Stored entries:
※
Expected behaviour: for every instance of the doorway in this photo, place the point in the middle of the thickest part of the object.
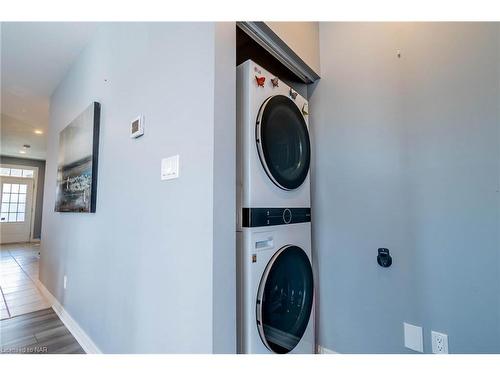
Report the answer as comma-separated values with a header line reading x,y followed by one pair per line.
x,y
17,188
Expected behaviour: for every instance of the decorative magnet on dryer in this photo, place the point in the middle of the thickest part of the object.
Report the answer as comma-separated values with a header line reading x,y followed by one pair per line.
x,y
260,81
305,109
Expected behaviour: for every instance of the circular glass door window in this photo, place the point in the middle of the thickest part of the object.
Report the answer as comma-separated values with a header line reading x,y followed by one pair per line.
x,y
285,299
283,142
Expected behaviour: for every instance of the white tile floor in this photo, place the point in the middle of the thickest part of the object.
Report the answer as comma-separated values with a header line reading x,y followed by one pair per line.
x,y
18,271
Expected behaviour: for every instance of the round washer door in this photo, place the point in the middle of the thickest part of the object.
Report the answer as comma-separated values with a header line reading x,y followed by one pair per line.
x,y
285,299
283,142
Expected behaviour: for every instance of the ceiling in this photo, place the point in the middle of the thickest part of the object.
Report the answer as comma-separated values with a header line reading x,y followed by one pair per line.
x,y
35,56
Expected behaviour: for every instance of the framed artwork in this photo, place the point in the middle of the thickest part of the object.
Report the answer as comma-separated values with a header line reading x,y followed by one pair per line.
x,y
77,163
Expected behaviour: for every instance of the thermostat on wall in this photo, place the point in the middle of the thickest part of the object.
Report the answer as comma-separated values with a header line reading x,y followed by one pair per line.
x,y
137,127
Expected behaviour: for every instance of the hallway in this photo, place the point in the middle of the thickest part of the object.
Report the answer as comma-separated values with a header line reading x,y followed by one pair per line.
x,y
18,277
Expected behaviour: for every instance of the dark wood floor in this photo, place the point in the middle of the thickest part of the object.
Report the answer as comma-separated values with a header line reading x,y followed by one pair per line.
x,y
39,332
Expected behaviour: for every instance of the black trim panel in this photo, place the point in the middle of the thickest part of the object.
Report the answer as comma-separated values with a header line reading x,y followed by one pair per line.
x,y
263,217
※
What you are asked to do: Print each line of the material above exactly, with the pictures removed from your copy.

Response below:
Expected behaviour: for every instance of the doorway in this photo, place the point in the middle of the thickest part of the object.
Report the answer as comma-separated values with a header line reading x,y followed by one pair per line.
x,y
17,188
Expected behaviour: for every instance of the decorative magnet on dryer in this photo, place the point in the middle of the thickest part of the object.
Report the answer as comma-separated values with a header line reading x,y followed by one pair per line.
x,y
260,81
305,109
Expected behaviour: for every instance of the circular glass door window in this photo, place the point in the middle of the thickest part of the object.
Report the answer as comma-separated values with a header line reading x,y followed by one pair per line.
x,y
285,299
283,142
Expected behaviour: for every instance of the white tile floor in this photo, place the point in the middle of the thickest part of the object.
Report the answer as comma-separated values with a header line reading x,y followed by one pair per line.
x,y
18,271
Expected behaviour: for every instance of the round washer door in this photo, place the point in the middle of the thickest part of the object.
Report the answer as comma-separated values with a header line reading x,y followed by one pair per line.
x,y
285,299
283,142
Expected behaviour: for every instance of the ceiling in this photo, place the point in the middle of the thickest part of the object.
Report the answer as comma-separated values with a header line reading x,y followed by one pair per line.
x,y
35,56
Expected behaviour: for every instance of the framed artwork in this photo, place the point in the middle of the thickest part of the object.
Report the answer as comma-separated values with a header line reading x,y followed by one pair per line.
x,y
77,163
Expected behaviour: for every instance of the thermostat on wall in this photo, place the point in the middle of the thickest part of the object.
Report the answer as comma-separated values with a header line reading x,y followed by one pair per line.
x,y
137,127
Expected behaviour: for every instance of the hallway in this photo, place the point in the middle of the thickest part of the object.
Report the answer as comma-separated values with a header line reading x,y followed by one pair per line.
x,y
18,277
Expected behaviour: for every instance of the dark wood floor in this photo, place the point in the middle of the thickest part of the object.
Report the answer as comma-separated values with a header line reading x,y followed by one pair per line.
x,y
39,332
Expected behaviour: for every instance of the black trim panel in this photo, place the point in the middle of the thickest part of the object.
Report the answer as comma-separated values with a header line reading x,y followed by one pair per line.
x,y
263,217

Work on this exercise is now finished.